* Request
Rewrite the lines below as a Markdown table with the columns No. and Text, giving each line its own numbered row and leaving out any blank lines.

* Data shown
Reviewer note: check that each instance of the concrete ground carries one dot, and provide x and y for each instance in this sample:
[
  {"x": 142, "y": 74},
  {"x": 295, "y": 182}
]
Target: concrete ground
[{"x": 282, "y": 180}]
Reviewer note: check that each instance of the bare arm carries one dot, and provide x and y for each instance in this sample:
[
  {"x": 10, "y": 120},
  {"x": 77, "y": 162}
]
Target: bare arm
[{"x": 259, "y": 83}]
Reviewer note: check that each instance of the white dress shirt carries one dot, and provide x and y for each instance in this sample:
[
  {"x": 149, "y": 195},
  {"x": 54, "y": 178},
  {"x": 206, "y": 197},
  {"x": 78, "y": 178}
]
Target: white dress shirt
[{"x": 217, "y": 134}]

* Solution for this exercise
| No. | Text |
|---|---|
| 1 | Reviewer note: check that each instance of the concrete ground carries one dot, and provide x and y for each instance in this sample: |
| 2 | [ |
| 3 |   {"x": 142, "y": 74}, |
| 4 |   {"x": 295, "y": 182} |
| 5 | ] |
| 6 | Target: concrete ground |
| 7 | [{"x": 282, "y": 180}] |
| 8 | Reviewer note: check that each instance of the bare arm carries one dot, and provide x and y for each instance in this sample: |
| 9 | [ |
| 10 |   {"x": 10, "y": 120}, |
| 11 |   {"x": 77, "y": 162} |
| 12 | ] |
| 13 | Target: bare arm |
| 14 | [{"x": 259, "y": 83}] |
| 15 | Reviewer note: check that each instance of the white dress shirt carries one dot, and provide x and y for each instance in this sample: |
| 16 | [ |
| 17 |   {"x": 149, "y": 195}, |
| 18 |   {"x": 54, "y": 178}, |
| 19 |   {"x": 206, "y": 197}, |
| 20 |   {"x": 78, "y": 178} |
| 21 | ] |
| 22 | Target: white dress shirt |
| 23 | [{"x": 217, "y": 134}] |